╔══
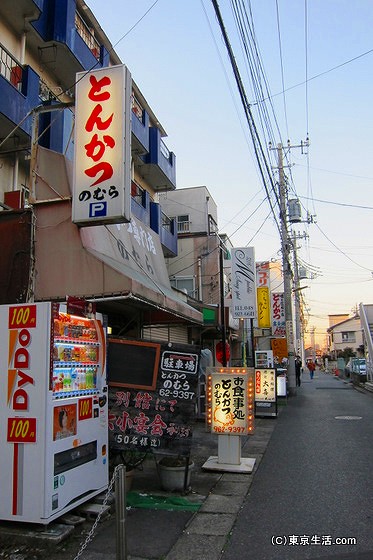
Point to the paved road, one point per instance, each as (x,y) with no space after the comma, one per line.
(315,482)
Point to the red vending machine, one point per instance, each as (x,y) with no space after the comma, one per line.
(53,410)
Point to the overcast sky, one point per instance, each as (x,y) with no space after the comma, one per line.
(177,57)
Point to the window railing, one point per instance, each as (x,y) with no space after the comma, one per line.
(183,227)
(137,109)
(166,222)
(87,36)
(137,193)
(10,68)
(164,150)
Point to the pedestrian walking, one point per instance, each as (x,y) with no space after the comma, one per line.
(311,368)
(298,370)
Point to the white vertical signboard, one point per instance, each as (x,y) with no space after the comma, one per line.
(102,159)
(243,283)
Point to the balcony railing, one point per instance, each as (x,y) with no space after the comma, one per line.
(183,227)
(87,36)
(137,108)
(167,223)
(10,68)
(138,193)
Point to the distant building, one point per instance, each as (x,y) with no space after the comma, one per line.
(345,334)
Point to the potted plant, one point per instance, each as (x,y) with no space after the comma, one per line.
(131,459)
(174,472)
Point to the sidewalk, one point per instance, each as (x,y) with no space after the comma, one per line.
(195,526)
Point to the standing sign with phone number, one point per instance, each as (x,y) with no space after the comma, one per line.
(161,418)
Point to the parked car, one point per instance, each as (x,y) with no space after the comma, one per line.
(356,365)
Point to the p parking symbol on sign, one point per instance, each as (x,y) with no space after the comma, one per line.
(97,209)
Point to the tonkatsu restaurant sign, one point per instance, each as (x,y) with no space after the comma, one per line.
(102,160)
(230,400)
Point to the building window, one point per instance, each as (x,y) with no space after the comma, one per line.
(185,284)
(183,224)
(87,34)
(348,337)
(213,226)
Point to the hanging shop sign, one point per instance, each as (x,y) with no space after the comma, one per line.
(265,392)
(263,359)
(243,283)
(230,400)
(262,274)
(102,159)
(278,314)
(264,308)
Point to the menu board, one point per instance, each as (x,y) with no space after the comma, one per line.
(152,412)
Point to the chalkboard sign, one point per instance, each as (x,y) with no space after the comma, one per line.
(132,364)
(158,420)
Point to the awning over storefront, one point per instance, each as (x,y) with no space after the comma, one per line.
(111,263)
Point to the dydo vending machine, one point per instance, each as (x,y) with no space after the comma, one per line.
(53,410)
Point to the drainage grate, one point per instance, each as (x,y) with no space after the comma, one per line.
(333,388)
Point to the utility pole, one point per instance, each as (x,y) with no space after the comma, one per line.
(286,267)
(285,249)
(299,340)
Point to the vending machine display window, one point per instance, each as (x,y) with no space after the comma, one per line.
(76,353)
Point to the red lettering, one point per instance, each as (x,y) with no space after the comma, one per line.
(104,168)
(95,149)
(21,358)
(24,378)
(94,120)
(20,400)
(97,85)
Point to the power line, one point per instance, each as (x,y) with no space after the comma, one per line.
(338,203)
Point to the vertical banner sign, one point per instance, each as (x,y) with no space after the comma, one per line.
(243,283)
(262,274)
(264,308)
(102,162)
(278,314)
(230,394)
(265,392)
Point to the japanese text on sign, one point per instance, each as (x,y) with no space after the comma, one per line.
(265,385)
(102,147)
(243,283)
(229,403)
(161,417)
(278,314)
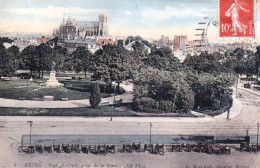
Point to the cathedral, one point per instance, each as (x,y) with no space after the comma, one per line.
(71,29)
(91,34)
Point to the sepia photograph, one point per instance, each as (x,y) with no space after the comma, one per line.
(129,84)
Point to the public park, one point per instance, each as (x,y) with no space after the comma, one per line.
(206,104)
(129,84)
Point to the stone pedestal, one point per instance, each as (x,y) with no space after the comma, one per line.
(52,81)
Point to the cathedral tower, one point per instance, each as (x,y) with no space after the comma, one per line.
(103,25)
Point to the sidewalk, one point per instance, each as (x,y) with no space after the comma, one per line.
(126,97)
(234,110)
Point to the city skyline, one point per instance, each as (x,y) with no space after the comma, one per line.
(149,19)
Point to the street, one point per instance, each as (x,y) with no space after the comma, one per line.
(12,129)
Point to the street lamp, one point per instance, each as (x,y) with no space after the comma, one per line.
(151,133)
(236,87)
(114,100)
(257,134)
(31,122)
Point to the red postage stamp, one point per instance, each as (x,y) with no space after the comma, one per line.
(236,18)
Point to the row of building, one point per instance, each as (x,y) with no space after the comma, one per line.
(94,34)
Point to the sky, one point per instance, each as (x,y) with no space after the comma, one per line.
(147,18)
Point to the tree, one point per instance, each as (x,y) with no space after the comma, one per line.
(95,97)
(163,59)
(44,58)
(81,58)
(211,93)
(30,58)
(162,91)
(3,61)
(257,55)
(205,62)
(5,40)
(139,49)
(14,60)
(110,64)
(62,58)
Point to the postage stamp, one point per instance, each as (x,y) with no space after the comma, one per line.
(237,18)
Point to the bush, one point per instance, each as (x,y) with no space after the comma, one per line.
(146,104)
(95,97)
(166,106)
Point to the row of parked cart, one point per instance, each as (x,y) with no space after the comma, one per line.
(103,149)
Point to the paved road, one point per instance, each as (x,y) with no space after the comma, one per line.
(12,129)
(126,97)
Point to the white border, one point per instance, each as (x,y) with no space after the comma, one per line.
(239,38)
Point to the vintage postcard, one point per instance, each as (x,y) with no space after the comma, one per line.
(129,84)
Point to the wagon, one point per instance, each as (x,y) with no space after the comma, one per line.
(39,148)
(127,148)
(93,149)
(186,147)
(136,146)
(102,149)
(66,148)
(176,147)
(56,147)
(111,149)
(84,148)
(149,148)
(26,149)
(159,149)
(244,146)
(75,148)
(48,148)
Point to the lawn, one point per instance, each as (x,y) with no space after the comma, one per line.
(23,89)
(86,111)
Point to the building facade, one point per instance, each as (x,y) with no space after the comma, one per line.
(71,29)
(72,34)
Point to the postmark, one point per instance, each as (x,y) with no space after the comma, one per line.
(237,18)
╚══
╔══
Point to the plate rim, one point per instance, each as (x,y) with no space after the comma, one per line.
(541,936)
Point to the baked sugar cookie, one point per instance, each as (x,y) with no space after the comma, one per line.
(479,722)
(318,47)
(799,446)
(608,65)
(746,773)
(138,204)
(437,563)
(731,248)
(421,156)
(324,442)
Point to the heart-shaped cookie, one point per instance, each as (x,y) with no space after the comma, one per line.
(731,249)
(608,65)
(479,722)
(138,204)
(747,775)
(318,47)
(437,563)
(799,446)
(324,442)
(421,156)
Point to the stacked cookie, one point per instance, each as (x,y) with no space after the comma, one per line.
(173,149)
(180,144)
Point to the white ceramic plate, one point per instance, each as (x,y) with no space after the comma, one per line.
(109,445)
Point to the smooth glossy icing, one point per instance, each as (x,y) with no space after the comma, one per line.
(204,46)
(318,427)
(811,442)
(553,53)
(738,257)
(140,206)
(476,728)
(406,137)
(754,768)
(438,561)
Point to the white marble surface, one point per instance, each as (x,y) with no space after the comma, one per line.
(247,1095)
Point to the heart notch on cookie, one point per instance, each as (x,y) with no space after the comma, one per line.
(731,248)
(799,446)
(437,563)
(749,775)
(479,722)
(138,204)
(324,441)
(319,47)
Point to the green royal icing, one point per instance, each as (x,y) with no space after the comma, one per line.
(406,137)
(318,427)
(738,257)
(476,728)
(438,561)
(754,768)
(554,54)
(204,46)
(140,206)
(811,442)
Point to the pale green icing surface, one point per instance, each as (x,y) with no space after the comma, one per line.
╚══
╔══
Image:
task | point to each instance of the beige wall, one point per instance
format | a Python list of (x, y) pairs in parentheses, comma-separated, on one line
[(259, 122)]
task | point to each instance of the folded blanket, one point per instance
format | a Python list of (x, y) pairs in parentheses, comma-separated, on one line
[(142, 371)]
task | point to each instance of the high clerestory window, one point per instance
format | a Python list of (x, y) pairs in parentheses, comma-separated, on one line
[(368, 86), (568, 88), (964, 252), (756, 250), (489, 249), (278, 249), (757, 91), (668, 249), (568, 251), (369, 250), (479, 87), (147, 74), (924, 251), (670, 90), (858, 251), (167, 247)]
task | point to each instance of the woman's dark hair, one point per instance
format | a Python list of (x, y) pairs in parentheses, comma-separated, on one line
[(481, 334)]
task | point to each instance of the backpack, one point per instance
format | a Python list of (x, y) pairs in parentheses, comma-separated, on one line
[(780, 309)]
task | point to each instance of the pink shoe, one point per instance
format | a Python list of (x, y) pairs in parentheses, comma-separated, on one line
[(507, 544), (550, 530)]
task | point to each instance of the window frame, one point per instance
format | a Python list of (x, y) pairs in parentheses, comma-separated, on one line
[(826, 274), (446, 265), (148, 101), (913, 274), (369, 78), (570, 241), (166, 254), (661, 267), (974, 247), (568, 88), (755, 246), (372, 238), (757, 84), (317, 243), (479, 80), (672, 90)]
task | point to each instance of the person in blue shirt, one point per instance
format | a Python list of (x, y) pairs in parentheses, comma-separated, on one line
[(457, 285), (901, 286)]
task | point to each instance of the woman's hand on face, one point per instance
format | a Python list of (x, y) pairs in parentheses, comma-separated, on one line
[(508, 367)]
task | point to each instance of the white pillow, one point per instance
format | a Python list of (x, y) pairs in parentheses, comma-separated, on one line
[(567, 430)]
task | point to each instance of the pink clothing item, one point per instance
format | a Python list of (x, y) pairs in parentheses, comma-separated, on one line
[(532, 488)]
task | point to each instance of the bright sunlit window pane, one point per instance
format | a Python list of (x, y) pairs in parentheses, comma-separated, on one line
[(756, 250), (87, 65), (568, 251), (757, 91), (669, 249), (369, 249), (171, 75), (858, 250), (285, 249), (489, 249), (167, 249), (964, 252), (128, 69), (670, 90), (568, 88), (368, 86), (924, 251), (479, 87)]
╚══
ACTIVITY: Lines above with the string "woman" need to be found and copied.

EXERCISE SOLUTION:
task | point to each instance of the woman's dark hair, one point per instance
task | point to each instance of the woman's hand on face, one point per instance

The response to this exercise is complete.